In the exhibition Metrophysics, New York-based Michael Sorkin Studio and Terreform (both helmed by Sorkin) have brought their portfolio of eco-futurist-tinged urban designs to Los Angeles’s Southern California Institute of Architecture (SCI-Arc) in Los Angeles, displaying a sprawling retrospective of the symbiotic architectural groups’ collective output from over the years.
The work presented by Sorkin and Terreform—the latter of which is a 501(c)3 established in 2005 as a self-described “ ‘friend of the court’ dedicated to raising urban expectations and advocating for innovative and progressive ideas as widely as possible”—traces a broad stylistic and conceptual arc across time spanning from the mid-1990s through today. That arc hewed closely to the always-shifting focus of other ecologically-minded architectural firms: From dramatic landscape design in the 1990s to embodying technologically-derived formalism in the early 2000s and, more recently, a hybrid between the two.
The exhibition, displayed neatly and semi-chronologically along a series of mounted display boards set atop wooden sawhorses, aims for grandiosity in content if not format. The collected schemes feature board after board of idealized eco-utopias. Some are depicted with Kazimir Malevich-inspired geometric abstraction, verdant, photo-realistic eye wash, or as techno-futurist blobitecture.
■ ■ ■ ■ ■ ■ ■
Things to do =
A. Transcribe the Metrophysics passage, starting at "In the exhibition" and ending at "over the years.".
B. In the Metrophysics passage, what year was Terreform established?
C. In one to three sentences, explain why the Metrophysics passage says the exhibition aims for grandiosity in content but not in format.
■ ■ ■ ■ ■ ■ ■
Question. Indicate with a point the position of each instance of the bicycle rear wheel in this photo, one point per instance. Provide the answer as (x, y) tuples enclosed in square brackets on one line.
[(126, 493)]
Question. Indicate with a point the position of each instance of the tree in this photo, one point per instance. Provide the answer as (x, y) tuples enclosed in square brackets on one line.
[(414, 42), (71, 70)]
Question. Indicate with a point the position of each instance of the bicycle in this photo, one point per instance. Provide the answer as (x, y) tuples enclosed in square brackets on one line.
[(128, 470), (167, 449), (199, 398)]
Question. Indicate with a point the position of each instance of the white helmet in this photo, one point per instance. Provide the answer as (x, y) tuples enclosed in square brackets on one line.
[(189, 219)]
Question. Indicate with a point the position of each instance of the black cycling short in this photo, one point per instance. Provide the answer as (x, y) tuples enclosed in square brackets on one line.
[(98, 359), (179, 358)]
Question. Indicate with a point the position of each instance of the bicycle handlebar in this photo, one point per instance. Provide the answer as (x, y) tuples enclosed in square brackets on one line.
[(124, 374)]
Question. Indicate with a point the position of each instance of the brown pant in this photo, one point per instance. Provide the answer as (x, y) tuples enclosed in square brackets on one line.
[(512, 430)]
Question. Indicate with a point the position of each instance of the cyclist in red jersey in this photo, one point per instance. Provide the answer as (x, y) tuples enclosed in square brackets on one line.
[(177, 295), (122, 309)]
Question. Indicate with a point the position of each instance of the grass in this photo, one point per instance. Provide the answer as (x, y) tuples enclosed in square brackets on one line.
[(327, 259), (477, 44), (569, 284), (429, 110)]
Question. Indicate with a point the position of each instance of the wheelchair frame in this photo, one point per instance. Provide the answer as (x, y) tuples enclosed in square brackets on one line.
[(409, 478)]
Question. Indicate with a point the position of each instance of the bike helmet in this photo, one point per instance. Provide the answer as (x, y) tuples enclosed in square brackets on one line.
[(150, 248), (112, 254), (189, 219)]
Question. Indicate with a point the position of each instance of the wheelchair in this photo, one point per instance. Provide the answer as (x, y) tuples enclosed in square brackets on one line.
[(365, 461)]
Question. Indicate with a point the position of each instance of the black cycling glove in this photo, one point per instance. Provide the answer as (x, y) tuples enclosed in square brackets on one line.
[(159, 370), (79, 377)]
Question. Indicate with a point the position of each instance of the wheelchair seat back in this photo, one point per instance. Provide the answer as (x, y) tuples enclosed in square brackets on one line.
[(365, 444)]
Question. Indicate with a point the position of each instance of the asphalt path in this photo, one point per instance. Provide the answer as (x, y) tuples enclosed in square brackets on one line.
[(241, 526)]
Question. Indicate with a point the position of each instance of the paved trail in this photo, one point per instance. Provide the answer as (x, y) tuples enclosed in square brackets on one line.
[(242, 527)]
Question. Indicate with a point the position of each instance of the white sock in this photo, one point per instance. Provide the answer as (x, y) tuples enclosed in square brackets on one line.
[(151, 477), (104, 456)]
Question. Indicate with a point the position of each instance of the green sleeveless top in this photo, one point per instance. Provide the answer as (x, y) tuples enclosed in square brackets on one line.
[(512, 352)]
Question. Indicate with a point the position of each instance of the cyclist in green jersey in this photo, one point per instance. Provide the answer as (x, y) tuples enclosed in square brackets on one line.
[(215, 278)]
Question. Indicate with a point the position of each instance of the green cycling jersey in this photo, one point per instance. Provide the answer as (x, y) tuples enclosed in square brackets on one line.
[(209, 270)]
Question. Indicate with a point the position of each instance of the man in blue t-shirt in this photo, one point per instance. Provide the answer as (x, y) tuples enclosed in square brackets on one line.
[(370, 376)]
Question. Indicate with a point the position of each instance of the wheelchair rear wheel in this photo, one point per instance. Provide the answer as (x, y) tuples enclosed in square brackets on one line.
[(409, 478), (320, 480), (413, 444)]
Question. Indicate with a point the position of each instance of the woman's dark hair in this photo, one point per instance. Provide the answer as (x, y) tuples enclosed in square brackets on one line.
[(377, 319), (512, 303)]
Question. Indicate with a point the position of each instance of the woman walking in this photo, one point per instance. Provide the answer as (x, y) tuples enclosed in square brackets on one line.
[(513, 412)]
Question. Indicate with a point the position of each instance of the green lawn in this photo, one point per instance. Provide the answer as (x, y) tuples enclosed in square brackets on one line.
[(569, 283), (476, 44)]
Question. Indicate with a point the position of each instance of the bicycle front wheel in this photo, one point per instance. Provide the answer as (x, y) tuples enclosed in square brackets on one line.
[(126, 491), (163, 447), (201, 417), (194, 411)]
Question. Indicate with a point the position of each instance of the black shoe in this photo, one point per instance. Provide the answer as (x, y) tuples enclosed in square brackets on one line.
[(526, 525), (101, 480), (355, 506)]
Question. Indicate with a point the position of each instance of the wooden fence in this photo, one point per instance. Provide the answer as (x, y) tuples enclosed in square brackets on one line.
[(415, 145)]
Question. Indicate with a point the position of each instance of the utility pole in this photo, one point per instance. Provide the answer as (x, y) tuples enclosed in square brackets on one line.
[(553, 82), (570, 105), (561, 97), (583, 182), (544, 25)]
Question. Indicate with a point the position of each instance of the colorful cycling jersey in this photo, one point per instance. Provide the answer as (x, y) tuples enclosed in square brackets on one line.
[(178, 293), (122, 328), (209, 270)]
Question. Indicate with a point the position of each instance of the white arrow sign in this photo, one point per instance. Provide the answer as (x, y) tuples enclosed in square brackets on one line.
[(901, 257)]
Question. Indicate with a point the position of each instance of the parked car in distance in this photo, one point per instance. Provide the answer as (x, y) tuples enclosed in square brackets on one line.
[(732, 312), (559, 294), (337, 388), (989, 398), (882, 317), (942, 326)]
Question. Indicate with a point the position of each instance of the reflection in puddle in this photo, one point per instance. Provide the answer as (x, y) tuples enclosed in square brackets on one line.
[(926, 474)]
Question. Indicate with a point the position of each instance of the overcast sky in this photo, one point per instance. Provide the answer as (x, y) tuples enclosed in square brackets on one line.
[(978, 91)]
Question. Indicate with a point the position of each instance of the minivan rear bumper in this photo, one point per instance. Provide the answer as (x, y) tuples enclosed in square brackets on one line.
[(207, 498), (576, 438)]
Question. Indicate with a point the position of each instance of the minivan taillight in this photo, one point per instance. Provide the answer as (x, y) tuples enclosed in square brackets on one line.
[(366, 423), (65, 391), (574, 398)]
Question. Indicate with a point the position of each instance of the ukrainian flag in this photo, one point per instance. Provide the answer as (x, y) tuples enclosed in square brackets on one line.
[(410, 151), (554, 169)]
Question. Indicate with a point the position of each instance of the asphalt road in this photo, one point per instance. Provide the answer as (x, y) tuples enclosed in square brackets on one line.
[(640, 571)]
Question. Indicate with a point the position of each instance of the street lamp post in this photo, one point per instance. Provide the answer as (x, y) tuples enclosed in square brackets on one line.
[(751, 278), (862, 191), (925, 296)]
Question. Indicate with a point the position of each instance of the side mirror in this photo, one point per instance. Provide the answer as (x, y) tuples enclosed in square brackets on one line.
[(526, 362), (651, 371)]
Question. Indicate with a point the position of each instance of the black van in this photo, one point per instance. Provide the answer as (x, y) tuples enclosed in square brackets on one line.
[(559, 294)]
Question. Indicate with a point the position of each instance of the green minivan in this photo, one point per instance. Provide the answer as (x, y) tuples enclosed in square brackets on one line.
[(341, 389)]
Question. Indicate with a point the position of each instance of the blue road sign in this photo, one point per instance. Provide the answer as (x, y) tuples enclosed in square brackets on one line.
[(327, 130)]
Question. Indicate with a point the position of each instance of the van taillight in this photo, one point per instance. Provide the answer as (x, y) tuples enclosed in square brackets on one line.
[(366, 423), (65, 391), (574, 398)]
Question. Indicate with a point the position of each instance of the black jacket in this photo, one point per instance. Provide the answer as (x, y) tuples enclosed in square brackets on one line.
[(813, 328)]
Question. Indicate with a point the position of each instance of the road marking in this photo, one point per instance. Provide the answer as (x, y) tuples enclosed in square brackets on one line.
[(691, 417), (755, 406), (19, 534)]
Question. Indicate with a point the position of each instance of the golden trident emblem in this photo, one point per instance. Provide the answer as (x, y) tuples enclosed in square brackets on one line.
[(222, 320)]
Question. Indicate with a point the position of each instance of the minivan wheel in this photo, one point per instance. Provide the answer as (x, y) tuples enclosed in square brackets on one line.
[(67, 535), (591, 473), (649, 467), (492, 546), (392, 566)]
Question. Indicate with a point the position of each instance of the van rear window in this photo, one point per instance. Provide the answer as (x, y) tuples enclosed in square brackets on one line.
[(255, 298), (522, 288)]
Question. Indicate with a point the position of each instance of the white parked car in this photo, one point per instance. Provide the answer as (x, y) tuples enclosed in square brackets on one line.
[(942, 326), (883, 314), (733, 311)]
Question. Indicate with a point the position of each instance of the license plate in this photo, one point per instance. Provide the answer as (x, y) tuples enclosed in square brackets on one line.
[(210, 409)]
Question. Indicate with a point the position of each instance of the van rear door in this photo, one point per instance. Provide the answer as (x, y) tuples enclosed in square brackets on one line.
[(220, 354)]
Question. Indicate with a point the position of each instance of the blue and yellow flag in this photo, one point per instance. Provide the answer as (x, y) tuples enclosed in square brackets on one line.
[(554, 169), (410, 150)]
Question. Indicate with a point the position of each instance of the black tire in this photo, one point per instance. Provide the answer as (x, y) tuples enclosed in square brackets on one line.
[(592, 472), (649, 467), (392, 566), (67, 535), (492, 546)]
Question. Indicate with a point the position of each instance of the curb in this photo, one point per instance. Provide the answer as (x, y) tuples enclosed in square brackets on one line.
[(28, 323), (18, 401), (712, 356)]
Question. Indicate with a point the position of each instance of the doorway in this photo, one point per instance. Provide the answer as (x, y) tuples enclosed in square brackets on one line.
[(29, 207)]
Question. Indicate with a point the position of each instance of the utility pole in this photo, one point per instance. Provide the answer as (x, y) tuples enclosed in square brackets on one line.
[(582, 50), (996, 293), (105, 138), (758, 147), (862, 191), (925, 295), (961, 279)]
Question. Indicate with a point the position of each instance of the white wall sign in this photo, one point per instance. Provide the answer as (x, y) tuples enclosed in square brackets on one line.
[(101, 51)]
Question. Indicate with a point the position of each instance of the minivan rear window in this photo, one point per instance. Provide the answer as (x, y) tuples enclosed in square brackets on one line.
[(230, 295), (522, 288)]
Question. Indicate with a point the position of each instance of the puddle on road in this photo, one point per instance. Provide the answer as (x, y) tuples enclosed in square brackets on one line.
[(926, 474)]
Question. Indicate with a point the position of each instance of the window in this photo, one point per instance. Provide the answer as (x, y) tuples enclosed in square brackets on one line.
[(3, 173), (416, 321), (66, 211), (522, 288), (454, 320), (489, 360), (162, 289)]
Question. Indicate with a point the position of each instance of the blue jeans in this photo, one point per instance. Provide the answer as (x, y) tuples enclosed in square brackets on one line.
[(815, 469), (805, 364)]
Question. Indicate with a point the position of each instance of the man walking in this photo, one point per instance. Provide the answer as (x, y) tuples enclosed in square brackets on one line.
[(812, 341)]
■ ■ ■ ■ ■ ■ ■
Solutions to the problems =
A.
In the exhibition Metrophysics, New York-based Michael Sorkin Studio and Terreform (both helmed by Sorkin) have brought their portfolio of eco-futurist-tinged urban designs to Los Angeles’s Southern California Institute of Architecture (SCI-Arc) in Los Angeles, displaying a sprawling retrospective of the symbiotic architectural groups’ collective output from over the years.

B. 2005

C. The format is modest: the work is shown neatly and semi-chronologically on mounted display boards set atop wooden sawhorses. The content is grand, with board after board of idealized eco-utopias rendered as Kazimir Malevich-inspired geometric abstraction, verdant photo-realistic eye wash, or techno-futurist blobitecture.